Task description
Arrange the stretch of rows below, from the line containing "ice patch, written" through the last line, as a numbered list, and skip any blank lines.

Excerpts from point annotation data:

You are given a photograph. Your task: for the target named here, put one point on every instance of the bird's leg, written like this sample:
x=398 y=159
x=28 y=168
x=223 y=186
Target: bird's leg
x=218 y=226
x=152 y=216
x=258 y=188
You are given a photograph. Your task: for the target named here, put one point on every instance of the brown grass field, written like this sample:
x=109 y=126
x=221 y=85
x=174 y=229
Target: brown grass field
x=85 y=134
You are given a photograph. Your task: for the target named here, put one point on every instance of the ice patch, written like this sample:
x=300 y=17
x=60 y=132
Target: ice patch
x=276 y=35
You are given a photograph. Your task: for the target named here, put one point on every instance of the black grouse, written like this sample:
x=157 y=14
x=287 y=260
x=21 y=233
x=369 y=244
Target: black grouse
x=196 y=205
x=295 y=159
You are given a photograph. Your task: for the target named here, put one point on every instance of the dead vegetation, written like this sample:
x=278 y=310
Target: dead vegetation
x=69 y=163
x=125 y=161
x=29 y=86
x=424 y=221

Result of the exercise
1. You are given a photograph. Your task: for the target named here, put one point on every instance of the ice patch, written like this sample:
2. x=300 y=17
3. x=60 y=132
4. Target: ice patch
5. x=276 y=35
6. You are given a photograph. Your task: for the target named here, put one point on every instance of the black grouse, written like this sample:
7. x=157 y=14
8. x=287 y=260
9. x=21 y=233
10. x=369 y=244
11. Target: black grouse
12. x=196 y=205
13. x=295 y=159
14. You are given a photograph. Your task: for the target named here, put one point on every instance of the dead vegetation, written like this sample:
15. x=278 y=310
16. Target: dead vegetation
17. x=69 y=163
18. x=125 y=161
19. x=29 y=86
20. x=424 y=221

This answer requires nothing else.